PROVIDED PASSAGE ▸
────────────────────
In Genesis 38:24-26, when Judah is told that Tamar (his former daughter-in-law) had become a harlot and was pregnant, he sentences her to death by burning. However, she proves that he (Judah) is the father, and (apparently) the ruling is reversed.

During the period that the Israelites wandered the wilderness, examples include: A man was stoned for gathering wood on Sabbath, while another was stoned for blasphemy. In the rebellion of Korah, the ground opened up swallowing Korah, other leaders, and their families; and a heavenly fire consumed another 250 followers. The next day, all the Israelites railed against Moses and Aaron, blaming them for the deaths, and God sent a plague that killed another 14,700.

During the period of Kings, examples include: Elijah captured and "slaughtered" the prophets of Baal. King Asa and the tribes who followed him made a covenant to worship God and "whoever would not worship the LORD God of Israel would be put to death." King Ahab eliminated Naboth (to get his land) by getting false witnesses to testify that Naboth had blasphemed God and the King. In the uprising against Athaliah when Jehoash was appointed king of Judah, Mattan, the priest of Baal was killed.

==New Testament==
=== Sermon on the Mount ===

The Sermon on the Mount rejects "an eye for an eye" and thus, implicitly, retributive justice, which has been argued to include capital punishment. Whether supportive or not, commentators establish the relevance of the Sermon to considerations of capital punishment, for example Augustine, who cites it in his analysis supporting capital punishment as carried out by duly constituted authority. In 2018 the Roman Catholic catechism changed to repudiate capital punishment in most circumstances, and the Vatican website explicitly references the Sermon on the Mount in justification for this.

===Woman caught in adultery===

In a passage that may be a later interpolation, John 8:3–11 mentions a woman caught in adultery being brought to Jesus for judgment. Jesus does not condemn her, but says "Go and from now on do not sin any more." (John 8:11)

===Death of Jesus===

Jesus is sentenced to death and dies on a cross in all four Gospels.

==Perspectives==

Walter Harrelson in The Ten Commandments and Human Rights says "[t]here can be no question... of our sixth commandment's having the initial meaning that human life is never, under any circumstances, to be taken by another human being or by the appointed authorities in Israel."

Richard Hiers (2004 & 2009) writes:
In summary, biblical law gave expression to a highly positive evaluation of human life, and affirmed the bodily and moral integrity of persons individually, in families, and as an ordered and just society. Those whose conduct violated laws that served these interests might, therefore, be subject to the death penalty. Biblical law was particularly concerned lest innocent persons be wrongly executed. Moreover, only those who had recklessly or intentionally committed capital offenses were to be put to death. Numerous due process procedures were designed to effectuate these concerns. And those who sat in judgment were strongly admonished to do so impartially, according equal protection of the laws, whether the accused were rich or poor, native born or foreigners.
────────────────────
DATASET RECORDS ▸
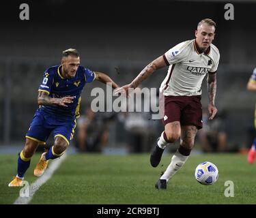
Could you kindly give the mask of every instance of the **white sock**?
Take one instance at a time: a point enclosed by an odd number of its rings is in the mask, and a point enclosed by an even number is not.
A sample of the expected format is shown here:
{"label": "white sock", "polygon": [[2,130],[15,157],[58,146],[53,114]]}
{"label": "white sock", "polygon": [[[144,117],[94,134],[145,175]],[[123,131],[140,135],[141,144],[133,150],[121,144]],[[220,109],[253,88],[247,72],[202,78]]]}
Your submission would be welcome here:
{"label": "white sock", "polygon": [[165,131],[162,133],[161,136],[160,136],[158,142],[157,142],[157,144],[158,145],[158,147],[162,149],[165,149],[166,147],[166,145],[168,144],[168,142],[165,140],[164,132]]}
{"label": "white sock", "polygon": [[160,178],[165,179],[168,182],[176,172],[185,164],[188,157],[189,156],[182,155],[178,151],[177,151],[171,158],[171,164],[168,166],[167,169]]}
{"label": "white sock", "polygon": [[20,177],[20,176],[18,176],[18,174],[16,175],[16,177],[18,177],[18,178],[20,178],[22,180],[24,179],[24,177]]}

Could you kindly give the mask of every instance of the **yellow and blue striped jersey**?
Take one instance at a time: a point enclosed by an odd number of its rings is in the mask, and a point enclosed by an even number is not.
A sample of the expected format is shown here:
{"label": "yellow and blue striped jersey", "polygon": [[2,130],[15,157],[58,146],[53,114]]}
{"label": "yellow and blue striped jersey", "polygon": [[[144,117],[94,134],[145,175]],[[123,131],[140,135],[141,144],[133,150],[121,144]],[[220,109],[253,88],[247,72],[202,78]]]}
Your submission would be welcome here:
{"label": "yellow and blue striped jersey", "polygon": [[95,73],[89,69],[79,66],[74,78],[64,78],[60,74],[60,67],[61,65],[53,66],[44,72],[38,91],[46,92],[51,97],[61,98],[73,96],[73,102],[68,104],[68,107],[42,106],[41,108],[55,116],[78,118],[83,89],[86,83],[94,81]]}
────────────────────
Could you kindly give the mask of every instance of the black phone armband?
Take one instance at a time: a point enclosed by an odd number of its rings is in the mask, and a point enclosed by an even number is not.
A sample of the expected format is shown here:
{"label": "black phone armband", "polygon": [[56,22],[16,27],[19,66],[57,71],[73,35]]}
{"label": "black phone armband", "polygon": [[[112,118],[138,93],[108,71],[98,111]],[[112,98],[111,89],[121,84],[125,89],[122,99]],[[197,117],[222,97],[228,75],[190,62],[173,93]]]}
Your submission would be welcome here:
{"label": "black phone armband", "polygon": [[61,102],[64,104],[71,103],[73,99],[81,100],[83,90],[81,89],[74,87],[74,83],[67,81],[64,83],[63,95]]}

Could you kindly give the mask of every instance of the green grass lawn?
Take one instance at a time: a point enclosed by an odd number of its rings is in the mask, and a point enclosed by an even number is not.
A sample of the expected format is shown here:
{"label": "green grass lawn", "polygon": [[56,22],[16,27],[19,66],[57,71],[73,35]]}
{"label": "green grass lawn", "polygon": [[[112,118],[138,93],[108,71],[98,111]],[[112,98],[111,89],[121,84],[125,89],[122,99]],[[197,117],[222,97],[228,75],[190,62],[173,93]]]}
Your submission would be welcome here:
────────────────────
PROMPT A ▸ In the text on capital punishment in the Bible, list each event it gives as an example from the period of Kings.
PROMPT B ▸ According to the text on capital punishment in the Bible, how many people did the plague sent after the Israelites railed against Moses and Aaron kill?

RESPONSE AREA A ▸
- Elijah captured and "slaughtered" the prophets of Baal.
- King Asa and the tribes who followed him made a covenant to worship God, under which "whoever would not worship the LORD God of Israel would be put to death."
- King Ahab eliminated Naboth to get his land by getting false witnesses to testify that Naboth had blasphemed God and the King.
- Mattan, the priest of Baal, was killed in the uprising against Athaliah when Jehoash was appointed king of Judah.

RESPONSE AREA B ▸ The plague killed 14,700 people.